(EXERCISE BRIEF): Please give the lines of the listing below as a numbered list, starting with the line that contains "Exercise. Point out the rocky" and going on through the line that contains "Exercise. Point out the mist". Include both of those lines, leave out blank lines, and add no other lines.

(DATA FOR THIS TASK):
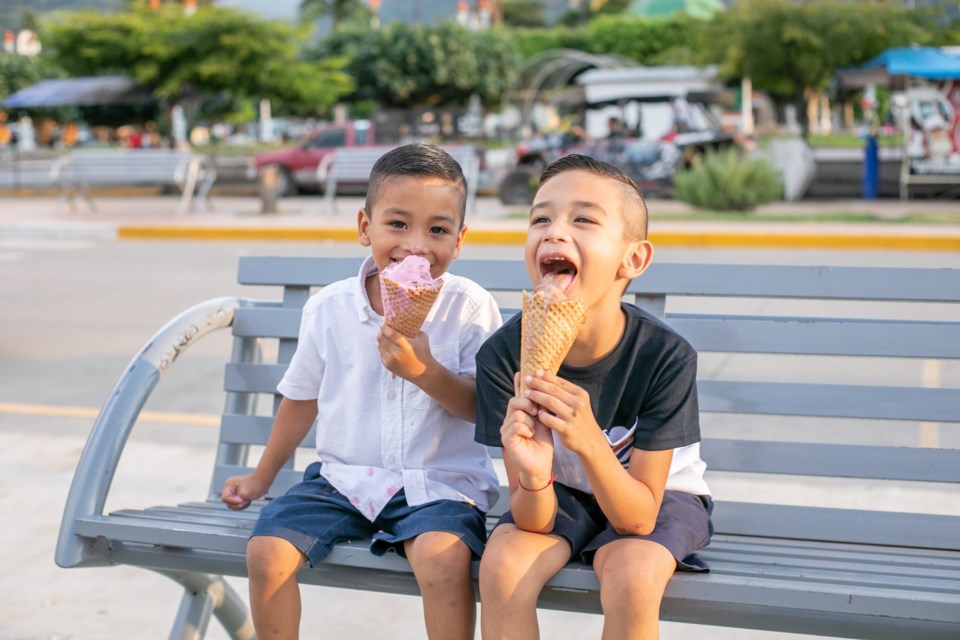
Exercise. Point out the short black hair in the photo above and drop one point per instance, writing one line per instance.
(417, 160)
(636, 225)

* * *

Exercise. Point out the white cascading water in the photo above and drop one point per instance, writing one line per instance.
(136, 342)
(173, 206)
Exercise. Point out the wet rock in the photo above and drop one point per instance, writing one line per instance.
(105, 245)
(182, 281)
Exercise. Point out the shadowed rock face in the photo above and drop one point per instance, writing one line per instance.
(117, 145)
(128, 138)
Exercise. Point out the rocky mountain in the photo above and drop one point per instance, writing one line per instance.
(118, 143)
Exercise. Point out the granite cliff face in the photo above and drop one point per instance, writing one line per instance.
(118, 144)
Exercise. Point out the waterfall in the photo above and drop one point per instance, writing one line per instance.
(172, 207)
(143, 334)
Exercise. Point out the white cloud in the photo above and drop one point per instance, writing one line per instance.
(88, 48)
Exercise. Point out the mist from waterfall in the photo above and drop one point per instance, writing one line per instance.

(FULL SOLUTION):
1. Exercise. Point out the rocky mountain in the photo above and drop one point per instance, writing one line per instance.
2. (118, 143)
3. Exercise. Point out the granite cliff face in the photo above and drop one point per instance, writing one line per instance.
4. (118, 144)
5. Exercise. Point out the waterfall in the photo above and drop one point per instance, writing one line per instance.
6. (172, 207)
7. (143, 334)
8. Exercise. Point out the white cloud in the photo above and drop one point per instance, writing one line per instance.
9. (88, 48)
10. Exercise. Point out the mist from waterfall in the photo above and drop one point per instance, writing one line per instance.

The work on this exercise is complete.